PROMPT: Extract each line of the rows below that contains the string "pole". Case matters.

═══ STORED RECORDS

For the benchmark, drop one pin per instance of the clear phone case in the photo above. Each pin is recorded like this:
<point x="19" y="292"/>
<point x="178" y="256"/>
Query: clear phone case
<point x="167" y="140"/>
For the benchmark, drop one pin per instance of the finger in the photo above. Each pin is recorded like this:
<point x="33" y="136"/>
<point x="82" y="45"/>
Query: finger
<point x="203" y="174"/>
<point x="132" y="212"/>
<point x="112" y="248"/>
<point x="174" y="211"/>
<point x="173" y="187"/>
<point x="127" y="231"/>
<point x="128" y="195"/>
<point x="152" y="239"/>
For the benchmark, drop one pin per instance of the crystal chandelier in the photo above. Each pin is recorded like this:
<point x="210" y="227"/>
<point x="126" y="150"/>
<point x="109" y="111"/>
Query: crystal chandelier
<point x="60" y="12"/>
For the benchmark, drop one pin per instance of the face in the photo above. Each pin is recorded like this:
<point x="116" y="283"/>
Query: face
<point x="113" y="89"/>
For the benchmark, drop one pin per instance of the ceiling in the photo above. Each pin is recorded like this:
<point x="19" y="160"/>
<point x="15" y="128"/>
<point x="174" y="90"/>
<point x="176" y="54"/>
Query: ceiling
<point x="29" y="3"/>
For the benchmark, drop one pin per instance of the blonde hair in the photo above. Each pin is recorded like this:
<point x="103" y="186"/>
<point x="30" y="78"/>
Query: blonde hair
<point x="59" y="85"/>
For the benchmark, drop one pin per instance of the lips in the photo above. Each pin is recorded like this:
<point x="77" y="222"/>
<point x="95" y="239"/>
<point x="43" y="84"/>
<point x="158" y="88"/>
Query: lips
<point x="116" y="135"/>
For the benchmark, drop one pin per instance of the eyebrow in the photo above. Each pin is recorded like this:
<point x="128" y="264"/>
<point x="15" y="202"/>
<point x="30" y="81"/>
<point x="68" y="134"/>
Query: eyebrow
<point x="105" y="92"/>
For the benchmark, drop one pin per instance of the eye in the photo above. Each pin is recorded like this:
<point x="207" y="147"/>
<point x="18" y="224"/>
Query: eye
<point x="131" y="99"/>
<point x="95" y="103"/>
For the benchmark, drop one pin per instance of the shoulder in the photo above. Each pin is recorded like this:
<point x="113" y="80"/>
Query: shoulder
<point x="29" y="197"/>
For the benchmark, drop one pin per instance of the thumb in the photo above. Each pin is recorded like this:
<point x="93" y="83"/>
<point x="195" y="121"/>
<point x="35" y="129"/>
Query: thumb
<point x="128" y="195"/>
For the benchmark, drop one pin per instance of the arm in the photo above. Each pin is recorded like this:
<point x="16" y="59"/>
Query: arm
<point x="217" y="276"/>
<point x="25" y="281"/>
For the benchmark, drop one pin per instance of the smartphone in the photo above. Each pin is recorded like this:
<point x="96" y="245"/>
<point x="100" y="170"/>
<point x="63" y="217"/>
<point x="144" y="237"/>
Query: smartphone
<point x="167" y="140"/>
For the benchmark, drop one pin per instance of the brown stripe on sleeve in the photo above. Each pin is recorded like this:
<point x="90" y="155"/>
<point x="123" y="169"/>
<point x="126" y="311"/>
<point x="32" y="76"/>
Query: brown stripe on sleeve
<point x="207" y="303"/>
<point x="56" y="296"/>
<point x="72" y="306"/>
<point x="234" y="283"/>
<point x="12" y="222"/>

══════
═══ STORED RECORDS

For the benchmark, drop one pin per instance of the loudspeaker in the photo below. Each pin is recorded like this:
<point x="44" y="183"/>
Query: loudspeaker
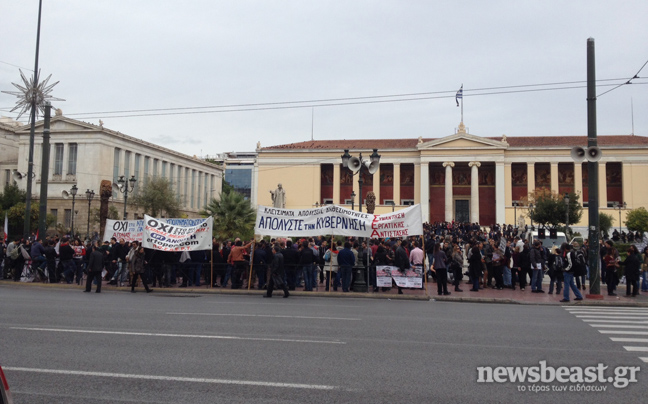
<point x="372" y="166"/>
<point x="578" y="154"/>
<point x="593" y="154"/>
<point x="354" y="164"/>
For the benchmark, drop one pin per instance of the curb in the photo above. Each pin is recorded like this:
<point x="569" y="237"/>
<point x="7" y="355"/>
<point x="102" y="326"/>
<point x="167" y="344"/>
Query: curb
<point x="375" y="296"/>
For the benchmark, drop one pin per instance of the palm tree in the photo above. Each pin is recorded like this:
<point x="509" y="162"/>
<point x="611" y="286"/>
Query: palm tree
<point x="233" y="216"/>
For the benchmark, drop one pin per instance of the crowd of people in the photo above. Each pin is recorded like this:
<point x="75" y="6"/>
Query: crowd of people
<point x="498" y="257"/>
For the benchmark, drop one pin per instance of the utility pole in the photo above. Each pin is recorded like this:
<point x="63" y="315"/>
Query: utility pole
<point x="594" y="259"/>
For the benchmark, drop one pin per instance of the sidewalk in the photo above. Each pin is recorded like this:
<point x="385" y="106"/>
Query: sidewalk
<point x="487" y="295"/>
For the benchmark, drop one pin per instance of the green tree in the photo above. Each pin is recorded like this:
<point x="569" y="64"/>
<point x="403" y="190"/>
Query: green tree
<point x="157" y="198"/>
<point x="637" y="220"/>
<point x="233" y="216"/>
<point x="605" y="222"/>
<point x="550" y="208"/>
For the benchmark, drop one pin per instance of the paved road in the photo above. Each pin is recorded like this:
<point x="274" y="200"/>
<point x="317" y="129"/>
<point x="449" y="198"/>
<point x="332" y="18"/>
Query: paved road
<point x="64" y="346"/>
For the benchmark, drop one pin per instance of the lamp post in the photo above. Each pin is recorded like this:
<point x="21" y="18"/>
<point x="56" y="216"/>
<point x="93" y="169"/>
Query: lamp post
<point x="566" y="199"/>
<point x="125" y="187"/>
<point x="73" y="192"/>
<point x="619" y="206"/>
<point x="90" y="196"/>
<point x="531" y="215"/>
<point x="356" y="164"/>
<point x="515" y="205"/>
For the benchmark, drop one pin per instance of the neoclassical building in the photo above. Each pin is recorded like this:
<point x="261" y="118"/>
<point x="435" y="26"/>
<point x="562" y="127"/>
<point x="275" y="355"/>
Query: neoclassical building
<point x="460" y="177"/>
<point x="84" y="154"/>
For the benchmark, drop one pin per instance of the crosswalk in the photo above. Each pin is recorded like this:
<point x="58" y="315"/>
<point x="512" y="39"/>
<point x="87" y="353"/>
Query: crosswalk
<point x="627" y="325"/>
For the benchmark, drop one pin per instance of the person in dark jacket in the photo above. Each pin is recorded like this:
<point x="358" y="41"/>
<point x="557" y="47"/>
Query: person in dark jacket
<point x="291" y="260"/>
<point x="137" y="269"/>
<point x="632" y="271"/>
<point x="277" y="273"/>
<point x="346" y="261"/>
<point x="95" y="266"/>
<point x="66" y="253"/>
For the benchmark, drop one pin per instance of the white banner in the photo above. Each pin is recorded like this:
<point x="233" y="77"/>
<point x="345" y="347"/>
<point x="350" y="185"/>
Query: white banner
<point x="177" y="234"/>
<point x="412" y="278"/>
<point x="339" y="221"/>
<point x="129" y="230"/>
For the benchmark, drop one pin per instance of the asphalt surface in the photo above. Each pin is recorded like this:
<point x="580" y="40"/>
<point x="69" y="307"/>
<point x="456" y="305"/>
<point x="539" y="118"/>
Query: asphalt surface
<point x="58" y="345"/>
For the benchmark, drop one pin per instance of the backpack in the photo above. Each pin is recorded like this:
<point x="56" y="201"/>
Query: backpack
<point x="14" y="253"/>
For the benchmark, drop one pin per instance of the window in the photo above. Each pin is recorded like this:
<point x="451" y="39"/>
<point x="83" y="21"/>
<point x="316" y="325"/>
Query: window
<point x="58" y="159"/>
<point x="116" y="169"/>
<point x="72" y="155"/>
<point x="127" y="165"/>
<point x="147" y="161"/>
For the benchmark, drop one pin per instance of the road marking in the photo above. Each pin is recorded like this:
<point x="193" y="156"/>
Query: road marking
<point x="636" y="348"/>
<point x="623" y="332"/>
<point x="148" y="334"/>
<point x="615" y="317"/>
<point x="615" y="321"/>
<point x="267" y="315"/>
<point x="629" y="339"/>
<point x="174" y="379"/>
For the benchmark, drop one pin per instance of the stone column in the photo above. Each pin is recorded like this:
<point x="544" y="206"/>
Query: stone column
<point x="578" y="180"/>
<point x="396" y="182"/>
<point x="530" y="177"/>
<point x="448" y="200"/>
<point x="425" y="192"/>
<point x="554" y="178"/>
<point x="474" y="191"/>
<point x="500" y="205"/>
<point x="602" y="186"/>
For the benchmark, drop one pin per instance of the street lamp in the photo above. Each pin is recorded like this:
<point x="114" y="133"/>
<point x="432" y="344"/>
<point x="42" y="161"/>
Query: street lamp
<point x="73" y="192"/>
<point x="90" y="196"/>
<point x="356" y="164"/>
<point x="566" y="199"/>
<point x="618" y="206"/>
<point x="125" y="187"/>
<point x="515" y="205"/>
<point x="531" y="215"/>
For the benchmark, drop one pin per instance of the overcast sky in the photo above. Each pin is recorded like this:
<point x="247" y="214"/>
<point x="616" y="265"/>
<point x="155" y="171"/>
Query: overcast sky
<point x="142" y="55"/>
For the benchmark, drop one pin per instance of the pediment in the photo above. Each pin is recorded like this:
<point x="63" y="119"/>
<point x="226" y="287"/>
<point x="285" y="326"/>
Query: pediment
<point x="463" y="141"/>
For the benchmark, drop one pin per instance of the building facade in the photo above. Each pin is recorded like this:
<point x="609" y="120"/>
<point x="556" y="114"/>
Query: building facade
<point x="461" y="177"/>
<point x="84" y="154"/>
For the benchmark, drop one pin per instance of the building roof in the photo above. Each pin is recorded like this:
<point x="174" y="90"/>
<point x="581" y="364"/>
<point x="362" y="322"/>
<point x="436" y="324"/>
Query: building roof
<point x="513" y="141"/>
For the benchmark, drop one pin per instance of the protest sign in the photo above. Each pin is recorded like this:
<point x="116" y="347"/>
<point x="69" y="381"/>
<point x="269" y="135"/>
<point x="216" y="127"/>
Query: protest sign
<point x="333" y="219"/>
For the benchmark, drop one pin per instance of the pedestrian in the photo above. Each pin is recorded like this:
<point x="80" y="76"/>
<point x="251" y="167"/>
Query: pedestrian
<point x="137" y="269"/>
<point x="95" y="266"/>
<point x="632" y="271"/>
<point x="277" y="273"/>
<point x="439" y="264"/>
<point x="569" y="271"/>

══════

RESULT:
For the benchmark, drop one pin per instance of the utility pole in the photo above. Each pin is recorded like this:
Query: utility pole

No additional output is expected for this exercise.